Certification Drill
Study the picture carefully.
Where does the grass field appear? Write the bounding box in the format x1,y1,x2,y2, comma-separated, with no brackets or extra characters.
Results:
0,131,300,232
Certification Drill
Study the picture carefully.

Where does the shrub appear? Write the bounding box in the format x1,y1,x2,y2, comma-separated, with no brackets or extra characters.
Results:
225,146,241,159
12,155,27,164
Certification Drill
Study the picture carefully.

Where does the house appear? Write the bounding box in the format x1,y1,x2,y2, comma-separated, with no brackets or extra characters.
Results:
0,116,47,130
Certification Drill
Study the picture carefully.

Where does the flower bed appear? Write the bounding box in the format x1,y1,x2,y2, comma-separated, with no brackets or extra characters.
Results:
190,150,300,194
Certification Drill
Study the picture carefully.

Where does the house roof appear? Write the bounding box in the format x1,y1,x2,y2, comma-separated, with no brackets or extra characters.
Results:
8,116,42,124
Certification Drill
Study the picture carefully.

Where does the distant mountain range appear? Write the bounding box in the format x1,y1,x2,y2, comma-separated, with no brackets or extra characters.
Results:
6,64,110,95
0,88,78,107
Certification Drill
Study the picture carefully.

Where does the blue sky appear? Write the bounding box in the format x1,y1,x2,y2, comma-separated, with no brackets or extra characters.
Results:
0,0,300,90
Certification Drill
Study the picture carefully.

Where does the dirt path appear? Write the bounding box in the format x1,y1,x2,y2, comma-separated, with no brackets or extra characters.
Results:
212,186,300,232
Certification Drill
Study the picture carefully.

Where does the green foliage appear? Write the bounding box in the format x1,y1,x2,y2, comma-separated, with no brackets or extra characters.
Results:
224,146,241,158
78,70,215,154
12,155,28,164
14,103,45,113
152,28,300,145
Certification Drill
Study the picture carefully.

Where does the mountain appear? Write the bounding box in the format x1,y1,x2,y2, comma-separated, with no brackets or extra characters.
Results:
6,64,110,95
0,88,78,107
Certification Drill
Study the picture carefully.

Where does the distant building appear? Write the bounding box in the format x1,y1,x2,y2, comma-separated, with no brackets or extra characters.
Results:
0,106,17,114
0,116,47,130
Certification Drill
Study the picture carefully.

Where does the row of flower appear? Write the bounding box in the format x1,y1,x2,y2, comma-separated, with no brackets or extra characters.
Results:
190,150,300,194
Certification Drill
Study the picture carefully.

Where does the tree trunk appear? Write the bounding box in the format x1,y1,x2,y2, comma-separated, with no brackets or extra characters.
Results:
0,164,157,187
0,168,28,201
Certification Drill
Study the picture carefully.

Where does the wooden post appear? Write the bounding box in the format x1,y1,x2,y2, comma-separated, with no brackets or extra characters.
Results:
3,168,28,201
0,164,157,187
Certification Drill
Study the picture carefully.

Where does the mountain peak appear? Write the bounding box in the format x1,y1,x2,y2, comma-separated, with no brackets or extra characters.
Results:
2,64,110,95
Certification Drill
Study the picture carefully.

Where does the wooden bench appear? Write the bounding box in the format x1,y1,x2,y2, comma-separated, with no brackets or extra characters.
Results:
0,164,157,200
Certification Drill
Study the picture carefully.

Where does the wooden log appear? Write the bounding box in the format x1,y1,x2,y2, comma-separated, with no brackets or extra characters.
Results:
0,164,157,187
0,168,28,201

■ WRITTEN REQUEST
Convert every line of the items above into a JSON list of strings, one string per line, and omit the blank lines.

■ EXERCISE OUTPUT
[
  "Certification Drill",
  "Study the picture carefully.",
  "Where does the grass field appear? Write the bounding box in the format x1,y1,x2,y2, comma-separated, with no brackets or extra characters.",
  "Results:",
  "0,131,300,232",
  "Certification Drill",
  "Study the picture carefully.",
  "Where does the shrub appear? Write the bounding box in the format x1,y1,x2,y2, comma-separated, with no brackets or extra characters.",
  "Results:",
  "225,146,241,159",
  "12,155,27,164",
  "Certification Drill",
  "Study the picture carefully.",
  "Where does the house appear? Write the bounding box in the format x1,y1,x2,y2, comma-separated, with no brackets or extra characters.",
  "Results:",
  "0,116,47,130",
  "Certification Drill",
  "Study the picture carefully.",
  "Where does the flower bed appear? Write the bounding box in the format x1,y1,x2,y2, comma-separated, with no brackets or extra characters.",
  "Results:",
  "190,150,300,194",
  "Certification Drill",
  "Study the picture carefully.",
  "Where does the house roof appear? Write the bounding box in the format x1,y1,x2,y2, comma-separated, with no brackets or extra characters.",
  "Results:",
  "8,116,42,124",
  "Certification Drill",
  "Study the picture carefully.",
  "Where does the distant mountain range appear? Write the bounding box in the format x1,y1,x2,y2, comma-separated, with no brackets or extra characters.",
  "Results:",
  "6,64,110,95",
  "0,88,78,107",
  "Certification Drill",
  "Study the picture carefully.",
  "Where does the blue sky appear? Write the bounding box in the format x1,y1,x2,y2, comma-separated, with no brackets or extra characters.",
  "Results:",
  "0,0,300,90",
  "Certification Drill",
  "Study the picture carefully.",
  "Where does the dirt path appear? Write the bounding box in the format x1,y1,x2,y2, comma-separated, with no brackets or extra characters.",
  "Results:",
  "212,186,300,232",
  "Certification Drill",
  "Study the picture carefully.",
  "Where does the green foliage appear? Write the bounding box in the format x1,y1,x2,y2, comma-separated, with no brackets or extra characters.",
  "Results:",
  "224,146,241,158",
  "78,70,215,154",
  "12,155,28,164",
  "14,103,45,113",
  "152,28,300,145",
  "Certification Drill",
  "Study the picture carefully.",
  "Where does the mountain appear? Write the bounding box in the format x1,y1,x2,y2, comma-separated, with no brackets or extra characters.",
  "Results:",
  "6,64,110,95",
  "0,88,78,107",
  "Certification Drill",
  "Study the picture carefully.",
  "Where does the distant building appear? Write the bounding box in the format x1,y1,x2,y2, comma-separated, with no brackets or extra characters.",
  "Results:",
  "0,106,17,114",
  "0,116,47,130",
  "Certification Drill",
  "Study the picture carefully.",
  "Where does the row of flower appear? Write the bounding box in the format x1,y1,x2,y2, comma-separated, with no brackets or extra characters.",
  "Results:",
  "190,150,300,194",
  "Certification Drill",
  "Study the picture carefully.",
  "Where does the tree trunk appear? Write the bounding box in the format x1,y1,x2,y2, comma-separated, with no brackets or extra characters.",
  "Results:",
  "0,164,157,187",
  "0,168,28,201",
  "Certification Drill",
  "Study the picture carefully.",
  "Where does the wooden post appear? Write the bounding box in the format x1,y1,x2,y2, comma-separated, with no brackets or extra characters.",
  "Results:",
  "3,168,28,201",
  "0,164,157,187",
  "Certification Drill",
  "Study the picture carefully.",
  "Where does the mountain peak appear? Write the bounding box in the format x1,y1,x2,y2, comma-separated, with no brackets or extra characters.",
  "Results:",
  "2,64,110,95",
  "Certification Drill",
  "Study the picture carefully.",
  "Where does the wooden bench appear? Write the bounding box in the format x1,y1,x2,y2, comma-separated, with no brackets or extra characters.",
  "Results:",
  "0,164,157,200",
  "Certification Drill",
  "Study the picture carefully.",
  "Where does the wooden log appear? Write the bounding box in the format x1,y1,x2,y2, comma-separated, with no brackets or extra characters.",
  "Results:",
  "0,164,157,187",
  "0,168,28,201"
]